## What you need to do:
Reproduce every line of the records below, adding 19 to each x and y value in the answer coordinates and leaving the sample coordinates unchanged. Leave the pictures out.

Pointing and labeling entries
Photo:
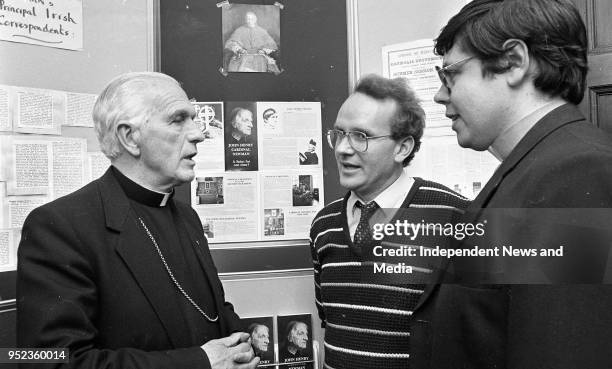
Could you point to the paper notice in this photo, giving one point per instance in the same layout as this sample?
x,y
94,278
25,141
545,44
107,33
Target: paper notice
x,y
29,167
79,108
68,165
39,111
5,116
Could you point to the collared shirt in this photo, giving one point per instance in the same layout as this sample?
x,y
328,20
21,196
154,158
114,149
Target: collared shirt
x,y
389,201
140,193
511,136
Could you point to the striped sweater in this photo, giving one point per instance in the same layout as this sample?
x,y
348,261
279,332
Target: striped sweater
x,y
367,318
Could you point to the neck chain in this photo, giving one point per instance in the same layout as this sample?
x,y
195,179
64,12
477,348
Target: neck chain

## Result of the exercise:
Photo:
Could you point to the paper notice in this photo, giving one point per instance in the same layout as this sample?
x,y
94,278
25,141
545,44
107,33
Target: paper notice
x,y
48,186
98,127
87,184
58,130
24,135
Could you point to the collared shirt in this photo, giving one point per instance in the same layout as this sample?
x,y
328,20
21,196
154,158
114,149
Target: collared shirt
x,y
408,220
159,212
530,155
Could you point to the striped sweater in this photo, giving one point per instance in the same layout as this sample?
x,y
348,261
279,332
Target: striped sweater
x,y
386,337
Could you point to the neck chain in this photo, giving one point per instance in the same layout as this sample?
x,y
195,179
64,12
477,348
Target: neck chain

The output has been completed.